**Dataset rows:**
++++++++++

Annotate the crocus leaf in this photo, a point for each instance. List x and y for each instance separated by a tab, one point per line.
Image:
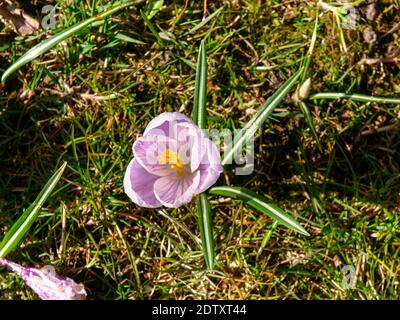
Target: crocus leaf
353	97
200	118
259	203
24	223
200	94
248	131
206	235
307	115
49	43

++++++++++

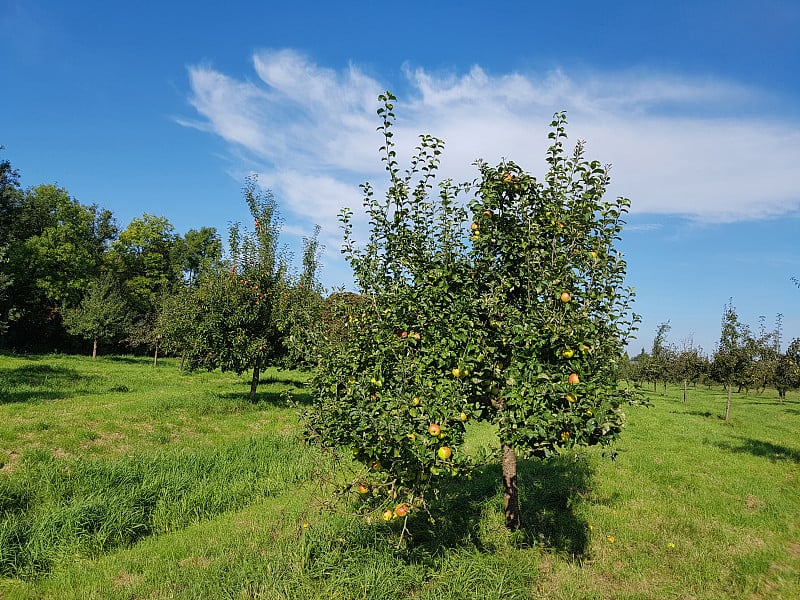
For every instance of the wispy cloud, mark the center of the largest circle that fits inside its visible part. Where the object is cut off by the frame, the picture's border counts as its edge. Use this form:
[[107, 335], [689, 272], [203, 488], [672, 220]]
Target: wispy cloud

++++++++++

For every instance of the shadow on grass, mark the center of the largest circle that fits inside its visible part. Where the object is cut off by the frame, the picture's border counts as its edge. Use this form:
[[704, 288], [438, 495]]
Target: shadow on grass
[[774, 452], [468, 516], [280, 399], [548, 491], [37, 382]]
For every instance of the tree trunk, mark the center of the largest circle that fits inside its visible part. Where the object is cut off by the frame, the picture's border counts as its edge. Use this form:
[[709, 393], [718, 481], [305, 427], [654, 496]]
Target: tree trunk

++++++++++

**Task to complete:** Edit the rows starting with the line that contains "For every instance of the wispy" and going on through the line that contains "Target: wispy cloud": put "biggest" in place of "largest" and leave everything else as it is. Give back only those lines.

**Answer below:**
For every instance of the wispy cloud, mark the center of the biggest circle that fits inside its visible part. Where the object is cut off by the frame, the picture's border counts as its edge. Use this form:
[[107, 335], [689, 272], [203, 488], [672, 220]]
Target: wispy cloud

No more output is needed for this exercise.